Do this:
Copy out the lines word for word, starting with the line that contains "Reviewer check: every instance of the blue" and continuing through the final line. Include both of those lines.

--- Begin Records for the exercise ---

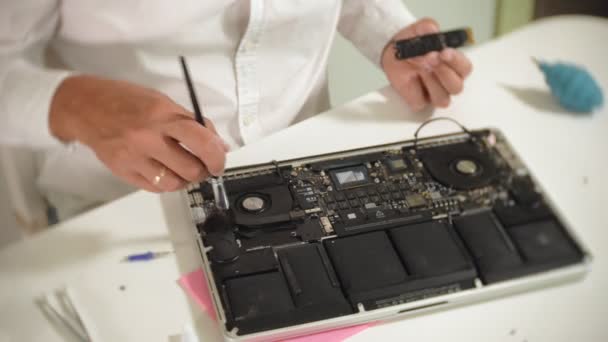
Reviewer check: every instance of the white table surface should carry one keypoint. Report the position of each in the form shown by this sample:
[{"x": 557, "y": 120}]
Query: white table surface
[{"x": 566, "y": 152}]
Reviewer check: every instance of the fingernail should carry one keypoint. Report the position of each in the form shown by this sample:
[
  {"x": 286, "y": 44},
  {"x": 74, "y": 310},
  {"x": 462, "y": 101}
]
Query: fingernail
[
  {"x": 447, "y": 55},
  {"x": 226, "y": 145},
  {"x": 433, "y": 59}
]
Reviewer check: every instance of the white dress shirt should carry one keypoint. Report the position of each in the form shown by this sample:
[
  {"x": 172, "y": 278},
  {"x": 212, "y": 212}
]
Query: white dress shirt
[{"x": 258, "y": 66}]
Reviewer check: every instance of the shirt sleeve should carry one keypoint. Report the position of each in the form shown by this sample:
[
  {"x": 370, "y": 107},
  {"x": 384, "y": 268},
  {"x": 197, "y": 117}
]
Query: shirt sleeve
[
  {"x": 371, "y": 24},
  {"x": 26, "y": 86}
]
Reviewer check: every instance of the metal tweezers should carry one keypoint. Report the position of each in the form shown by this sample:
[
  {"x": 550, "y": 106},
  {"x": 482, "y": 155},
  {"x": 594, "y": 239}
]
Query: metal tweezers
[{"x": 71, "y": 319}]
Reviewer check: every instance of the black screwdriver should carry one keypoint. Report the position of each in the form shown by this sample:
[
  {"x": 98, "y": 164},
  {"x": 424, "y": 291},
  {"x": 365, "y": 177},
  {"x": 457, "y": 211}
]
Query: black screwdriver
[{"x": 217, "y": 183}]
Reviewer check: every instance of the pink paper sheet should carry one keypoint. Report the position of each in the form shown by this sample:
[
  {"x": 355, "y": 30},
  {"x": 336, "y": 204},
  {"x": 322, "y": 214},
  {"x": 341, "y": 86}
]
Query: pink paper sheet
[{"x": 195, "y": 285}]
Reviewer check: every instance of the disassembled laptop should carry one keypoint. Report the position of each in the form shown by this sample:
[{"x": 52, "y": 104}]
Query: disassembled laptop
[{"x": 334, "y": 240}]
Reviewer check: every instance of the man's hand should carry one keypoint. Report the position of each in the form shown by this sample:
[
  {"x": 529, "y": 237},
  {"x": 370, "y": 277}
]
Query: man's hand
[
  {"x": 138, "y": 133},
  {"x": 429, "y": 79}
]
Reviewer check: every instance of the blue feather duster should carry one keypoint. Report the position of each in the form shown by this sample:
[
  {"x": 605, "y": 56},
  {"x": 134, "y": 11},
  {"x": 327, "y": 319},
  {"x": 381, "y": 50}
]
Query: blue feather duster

--- End Records for the exercise ---

Output of the exercise:
Reviewer check: every instance of the blue feather duster should carry one keypoint. Report the position of each in the form shown by this sample:
[
  {"x": 605, "y": 56},
  {"x": 134, "y": 11},
  {"x": 327, "y": 319},
  {"x": 381, "y": 50}
]
Query: blue feather duster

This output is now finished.